=== SELECTION ===
Fig 3. Accuracy of BirdNET species predictions based on manual checking.

The proportion of BirdNET detections from the dataset level that were manually checked by an expert and determined to be correct or incorrect. A maximum of 50 random detections per species were checked. If a species was detected less than 50 times, all detections were checked. White numbers are the number of detections checked (if less than 50, only that number were available). The red label denotes the species missed in our expert identification that BirdNET identified.

https://doi.org/10.1371/journal.pone.0330836.g003

Discussion

Our study adds to the growing body of work evaluating the performance of BirdNET and is, to our knowledge, currently one of the few to systematically investigate the effect of varying BirdNET parameters. While current acoustic monitoring practices recommend short recordings during peak activity periods [13,18], BirdNET eliminates the need to listen to entire recordings, allowing for longer and more frequent data collection. As highlighted by our temporal aggregation, BirdNET performs better when aggregating results over longer periods, which also enhances monitoring by capturing species with varying activity patterns [19]. As with longer recordings [11,20,21], aggregating multiple shorter recordings gives BirdNET more opportunities to correctly detect a species with high confidence. However, BirdNET’s default settings produced substantial overdetection (13,787 detections from 93 species versus expert identification of 9,466 vocalisations from 23 species), highlighting the importance of parameter optimisation. Adjusting the parameters, more specifically, by including the week of the year, increasing the overlap to one or two seconds, and using a higher than default confidence threshold produced better results, especially when using short recordings as we did here. When provided with the correct settings and sufficient data (e.g., aggregated over longer periods or longer recordings), BirdNET can approach the performance of an expert and, in our case, even detected a species missed by our experts.

While even with our best result, BirdNET missed five species identified by the experts, this comparison should be considered in the context of how expert data are typically collected in practice. Our expert annotations were based on the same recordings analysed by BirdNET, whereas field-based monitoring commonly relies on point counts, which have well-documented limitations. Point counts are subject to observer bias, constrained by limited duration [22], and studies have shown variable performance compared to acoustic monitoring methods, with some finding acoustic surveys equivalent to point counts [22] while others demonstrate better detection rates for acoustic approaches [23,24]. Given these considerations, our acoustic-based expert annotations may represent a higher standard than traditional point counts, suggesting that BirdNET’s performance could be more competitive with conventional field monitoring than our results initially indicate. However, the relative performance of these approaches likely depends on specific research goals and the temporal resolution of interest [23,24]. Recent comparative studies support this conclusion, showing BirdNET performs favourably against point count methods when longer recordings are used [21,25]. As such, our results support that BirdNET can be used to monitor birds, even in acoustically complex environments such as cities.

=== DATA SECTION ===
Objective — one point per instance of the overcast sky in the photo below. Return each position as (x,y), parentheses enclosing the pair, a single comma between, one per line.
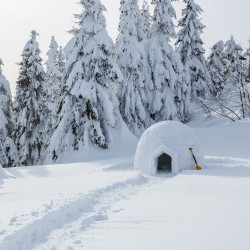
(223,18)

=== WRITTEN REQUEST A ===
In the BirdNET figure caption, starting at "Fig 3. Accuracy" and ending at "that BirdNET identified.", rewrite the passage, replacing each "detections" with "identifications".
=== WRITTEN REQUEST B ===
State whether each statement agrees with the BirdNET excerpt, answering yes or no and quoting the deciding words: (i) BirdNET's default settings yielded 13,787 detections from 93 species. (ii) Every detection of every species was checked manually. (iii) Even with the best result, BirdNET missed none of the species the experts identified.
These data were drawn from a separate source than the text.

=== REPLY A ===
Fig 3. Accuracy of BirdNET species predictions based on manual checking.

The proportion of BirdNET identifications from the dataset level that were manually checked by an expert and determined to be correct or incorrect. A maximum of 50 random identifications per species were checked. If a species was detected less than 50 times, all identifications were checked. White numbers are the number of identifications checked (if less than 50, only that number were available). The red label denotes the species missed in our expert identification that BirdNET identified.

=== REPLY B ===
(i) Yes: "BirdNET’s default settings produced substantial overdetection (13,787 detections from 93 species"
(ii) No: "A maximum of 50 random detections per species were checked."
(iii) No: "BirdNET missed five species identified by the experts"